> _PROBLEM TO WORK ON_:
Please restate each entry word for word and leave the pictures out.

> _Recorded data_:
• • • • • • •

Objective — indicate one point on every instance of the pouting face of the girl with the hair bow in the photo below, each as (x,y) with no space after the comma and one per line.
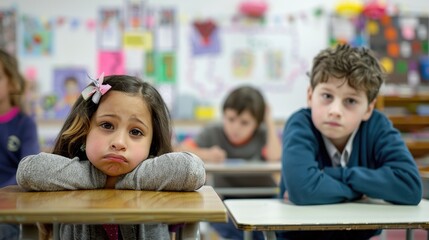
(120,133)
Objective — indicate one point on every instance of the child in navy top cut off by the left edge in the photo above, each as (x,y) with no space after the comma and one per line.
(18,131)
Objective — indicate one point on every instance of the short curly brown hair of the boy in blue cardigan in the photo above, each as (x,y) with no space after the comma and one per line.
(357,66)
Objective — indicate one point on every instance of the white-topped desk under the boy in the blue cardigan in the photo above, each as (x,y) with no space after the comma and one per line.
(269,215)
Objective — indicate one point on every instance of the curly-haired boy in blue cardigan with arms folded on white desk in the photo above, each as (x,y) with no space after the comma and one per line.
(341,149)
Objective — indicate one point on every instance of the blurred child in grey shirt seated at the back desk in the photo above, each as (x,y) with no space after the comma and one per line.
(242,135)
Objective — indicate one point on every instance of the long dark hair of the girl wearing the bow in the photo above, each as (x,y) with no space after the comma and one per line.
(77,125)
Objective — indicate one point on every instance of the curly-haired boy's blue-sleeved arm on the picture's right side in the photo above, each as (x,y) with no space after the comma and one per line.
(395,177)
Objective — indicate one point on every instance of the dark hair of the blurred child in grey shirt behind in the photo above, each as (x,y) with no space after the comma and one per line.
(246,98)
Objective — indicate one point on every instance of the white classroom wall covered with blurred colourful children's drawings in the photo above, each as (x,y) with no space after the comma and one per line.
(194,52)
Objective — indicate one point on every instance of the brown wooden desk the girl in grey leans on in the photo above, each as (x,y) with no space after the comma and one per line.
(112,206)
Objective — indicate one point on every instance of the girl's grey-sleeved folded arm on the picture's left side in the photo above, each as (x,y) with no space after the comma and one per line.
(51,172)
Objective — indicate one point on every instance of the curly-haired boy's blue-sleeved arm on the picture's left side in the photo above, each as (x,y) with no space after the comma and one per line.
(305,182)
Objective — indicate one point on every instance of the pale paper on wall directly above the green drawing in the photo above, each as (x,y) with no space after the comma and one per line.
(165,30)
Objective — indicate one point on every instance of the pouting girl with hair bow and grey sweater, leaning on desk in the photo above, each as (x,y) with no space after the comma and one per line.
(118,135)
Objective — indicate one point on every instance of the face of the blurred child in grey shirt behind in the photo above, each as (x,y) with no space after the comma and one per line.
(238,128)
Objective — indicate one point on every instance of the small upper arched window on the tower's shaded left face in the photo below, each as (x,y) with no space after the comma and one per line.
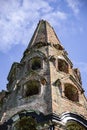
(36,63)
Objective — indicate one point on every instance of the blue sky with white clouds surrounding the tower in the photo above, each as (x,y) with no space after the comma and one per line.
(19,18)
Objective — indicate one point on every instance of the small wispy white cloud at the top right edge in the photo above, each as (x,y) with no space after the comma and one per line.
(74,5)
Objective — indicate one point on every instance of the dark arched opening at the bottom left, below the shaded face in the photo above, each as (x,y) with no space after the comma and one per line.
(26,123)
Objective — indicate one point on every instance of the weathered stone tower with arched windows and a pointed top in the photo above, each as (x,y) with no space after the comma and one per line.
(44,91)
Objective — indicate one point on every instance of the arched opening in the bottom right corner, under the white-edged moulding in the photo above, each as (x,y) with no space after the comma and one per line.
(72,125)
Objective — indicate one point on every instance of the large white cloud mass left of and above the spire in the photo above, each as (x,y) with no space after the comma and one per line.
(18,19)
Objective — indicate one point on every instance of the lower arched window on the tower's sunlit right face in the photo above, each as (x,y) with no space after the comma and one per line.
(71,92)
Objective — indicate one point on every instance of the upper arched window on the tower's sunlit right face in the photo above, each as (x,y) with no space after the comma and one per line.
(62,66)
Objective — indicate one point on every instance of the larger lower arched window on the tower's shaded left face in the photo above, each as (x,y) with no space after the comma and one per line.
(31,88)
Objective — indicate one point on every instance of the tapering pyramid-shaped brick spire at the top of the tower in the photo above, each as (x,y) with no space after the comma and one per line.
(44,33)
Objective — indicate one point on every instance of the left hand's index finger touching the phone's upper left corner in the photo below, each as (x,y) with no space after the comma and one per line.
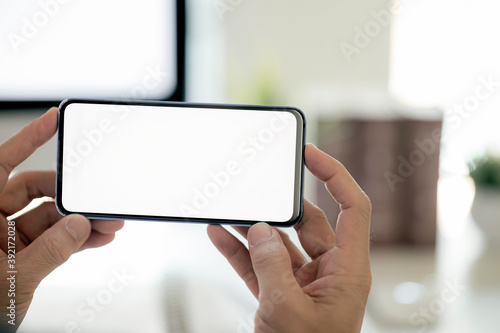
(22,144)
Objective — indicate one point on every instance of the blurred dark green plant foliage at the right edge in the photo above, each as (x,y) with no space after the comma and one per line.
(485,171)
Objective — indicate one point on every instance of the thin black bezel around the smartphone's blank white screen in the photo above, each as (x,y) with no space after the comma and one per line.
(299,161)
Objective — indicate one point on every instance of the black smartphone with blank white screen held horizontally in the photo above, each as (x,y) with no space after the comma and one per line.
(182,162)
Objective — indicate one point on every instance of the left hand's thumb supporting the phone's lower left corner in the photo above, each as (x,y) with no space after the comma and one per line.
(55,246)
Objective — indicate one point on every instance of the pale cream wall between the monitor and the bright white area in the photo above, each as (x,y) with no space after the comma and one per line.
(299,44)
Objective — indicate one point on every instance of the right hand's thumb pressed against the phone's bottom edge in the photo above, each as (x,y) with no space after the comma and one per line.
(271,262)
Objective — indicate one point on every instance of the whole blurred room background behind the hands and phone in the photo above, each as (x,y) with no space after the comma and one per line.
(404,93)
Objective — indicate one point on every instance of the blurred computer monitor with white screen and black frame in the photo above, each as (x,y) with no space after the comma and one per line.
(56,49)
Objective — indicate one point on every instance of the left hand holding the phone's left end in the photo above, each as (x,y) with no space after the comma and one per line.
(43,240)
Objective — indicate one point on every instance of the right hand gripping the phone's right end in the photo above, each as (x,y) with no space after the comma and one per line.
(326,293)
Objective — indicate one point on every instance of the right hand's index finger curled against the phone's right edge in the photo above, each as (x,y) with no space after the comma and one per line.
(353,224)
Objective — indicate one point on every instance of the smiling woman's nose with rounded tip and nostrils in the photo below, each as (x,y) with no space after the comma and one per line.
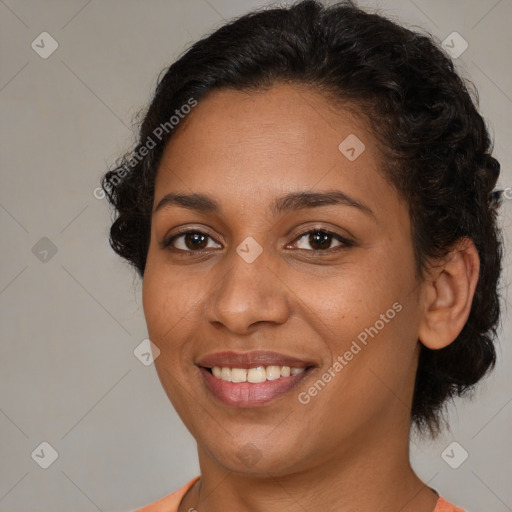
(248,294)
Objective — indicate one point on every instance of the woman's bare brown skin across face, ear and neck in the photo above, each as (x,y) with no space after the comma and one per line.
(347,449)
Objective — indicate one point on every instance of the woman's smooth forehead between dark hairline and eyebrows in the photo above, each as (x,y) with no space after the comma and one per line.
(247,146)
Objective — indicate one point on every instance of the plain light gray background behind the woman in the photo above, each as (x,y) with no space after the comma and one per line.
(70,323)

• • • • • • •

> _ANSWER SPACE_:
Objective — indicate one point on every instance of the pouting face of the girl with the hair bow in the photo below, each as (x,y) with no space after the comma and one per line.
(120,133)
Objective — indicate one point on every instance of the child in navy top cut off by the left edge in the photo above, each as (x,y) with no space after the comma and one per line.
(18,131)
Objective — indicate one point on every instance of the short curly brown hair of the boy in blue cardigan in the photo above, each as (x,y) with no space after the comma and one per line.
(357,66)
Objective — indicate one point on every instance of the white-topped desk under the boy in the blue cardigan in the photo above, each as (x,y) with no space after the comma and one per line.
(269,215)
Objective — indicate one point on every instance of the curly-haired boy in blue cardigan with arms folded on white desk in the photo above, each as (x,y) with no space after the comma and one per line.
(341,149)
Objective — indicate one point on every instance of the blurred child in grey shirt seated at the back desk in the photo above, each as (x,y) with no space after the comma and one per line.
(242,135)
Objective — indicate one point on every instance of the long dark hair of the girl wearing the bow in the photo above, each as (x,y) with no space after the comma and one per line.
(77,125)
Objective — indicate one point on every instance of the curly-haired boy's blue-sleeved arm on the picture's right side in the photo above, each as (x,y) with no space after the comma and one per line.
(395,177)
Objective — indicate one point on every instance of the dark hair of the blurred child in grey shirt behind in the photo above, each as (x,y) with no space after the comma and one per line.
(246,98)
Objective — indicate one point on every instance of the white classroom wall covered with blurred colourful children's drawings in the photo above, each as (x,y) with no space after the comma and one per line.
(194,52)
Objective — indicate one point on every instance of the brown wooden desk the girl in grey leans on in the photo above, each as (x,y) with no space after the comma and one per line.
(112,206)
Objective — indicate one point on every instance of the girl's grey-sleeved folded arm on the picture's left side in the photo above, each as (x,y) with no space after the comma and one per line.
(51,172)
Objective — indicate one point on every instance of the curly-haired boy's blue-sleeved arm on the picture's left side in the photo above, each as (x,y) with no space after the comma and one per line.
(305,182)
Objective — indicate one point on every instance of the pale paper on wall directly above the green drawing in the photo above, each as (x,y) with no space after the comma and one per line.
(165,30)
Objective — indicate one point on every instance of the pouting girl with hair bow and grey sweater, leaning on desk in the photo above, each as (x,y) with no space after the comma and one per line.
(118,135)
Objective — indicate one point on every instance of the face of the blurred child in grey shirt behind in the photo above, each as (x,y) with no space after the comma and one per line.
(238,128)
Objective — indicate one point on every instance of the small upper arched window on the tower's shaded left face in the photo below, each as (x,y) with no space after the comma and one per line.
(36,63)
Objective — indicate one point on every instance of the blue sky with white clouds surrounding the tower in the photo above, each as (x,y) with no space after the comma and one per line.
(19,18)
Objective — indicate one point on every instance of the small wispy white cloud at the top right edge in the photo above, each as (x,y) with no space after the comma and one per line.
(74,5)
Objective — indicate one point on every instance of the dark arched opening at the bottom left, below the shaded face in the photo above, each as (x,y) with no space after the comma and one per line.
(26,123)
Objective — indicate one point on every instance of the weathered stone tower with arched windows and a pointed top in the photo above, each as (x,y) with no space after the comma and one per line.
(44,91)
Objective — indicate one point on every instance of the arched opening in the bottom right corner, under the white-edged moulding in the photo above, each as (x,y) with no space after the comma and one per line.
(72,125)
Objective — indicate one point on every instance of the large white cloud mass left of and above the spire in the photo above, each as (x,y) with no space after the comma and one per line.
(18,19)
Objective — indicate one point on every instance of the lower arched window on the tower's sunlit right face in the photo above, each as (x,y) with no space after the comma and one per line.
(71,92)
Objective — indicate one point on every instance of the upper arched window on the tower's sunlit right face in the photo above, each as (x,y) with no space after the comma and one per line.
(62,66)
Objective — indicate one point on every instance of the larger lower arched window on the tower's shaded left face in the photo above, each as (x,y) with no space after the comma and one per line.
(31,88)
Objective — indicate one point on every instance of the tapering pyramid-shaped brick spire at the top of the tower in the photo above, each as (x,y) with no space after the comma and one per line.
(44,33)
Objective — indicate one point on every instance of the left hand's index finger touching the phone's upper left corner in the photo below, each as (x,y) with no space after the comma and one per line.
(22,144)
Objective — indicate one point on every instance of the blurred dark green plant foliage at the right edge in the photo above, each as (x,y) with no space after the comma and one per line.
(485,171)
Objective — indicate one point on every instance of the thin black bezel around the smartphone's blank white screen in the photo above, each as (x,y) with no space after the comma and one per line.
(299,161)
Objective — indicate one point on every instance of the black smartphone with blank white screen held horizontally in the photo above, each as (x,y) with no space after the comma and one per line.
(182,162)
Objective — indicate one point on every instance of the left hand's thumb supporting the phone's lower left corner in the photo above, each as (x,y) with no space after the comma and one per line.
(55,246)
Objective — indicate one point on every instance of the pale cream wall between the monitor and the bright white area in the photo above, each as (x,y) with no space after the comma and one per line.
(299,44)
Objective — indicate one point on every instance of the right hand's thumb pressed against the phone's bottom edge in the photo above, each as (x,y) with no space after the comma and one per line.
(271,262)
Objective — indicate one point on every instance of the whole blurred room background behind the hands and phone in the photo above, each as (x,y) with no space after the comma and one per line.
(404,93)
Objective — indicate one point on every instance of the blurred computer monitor with white screen and black frame in the photo above, each as (x,y) with no space after the comma and one per line.
(56,49)
Objective — indicate one point on every instance of the left hand holding the phone's left end in the photo above, each as (x,y) with no space after the comma and one per line.
(43,240)
Objective — indicate one point on every instance of the right hand gripping the phone's right end in the photo above, each as (x,y) with no space after the comma and one per line.
(326,293)
Objective — indicate one point on every instance of the right hand's index finger curled against the phone's right edge in the photo above, each as (x,y) with no space after the comma and one per line.
(353,224)
Objective — indicate one point on every instance of the smiling woman's nose with rounded tip and nostrils in the photo below, each as (x,y) with no space after the comma and one per line.
(248,294)
Objective — indicate one point on every instance of the woman's bare brown skin across face, ear and neck in the photo above, each as (x,y) with no space after the comma and one per line.
(347,449)
Objective — indicate one point on every instance of the woman's smooth forehead between dark hairline and eyebrows in the photo above, each as (x,y) with no space after the comma and one per line.
(247,146)
Objective — indicate one point on every instance of the plain light gray background behind the woman in the photo above, each as (x,y) with no space after the comma and one per line.
(70,323)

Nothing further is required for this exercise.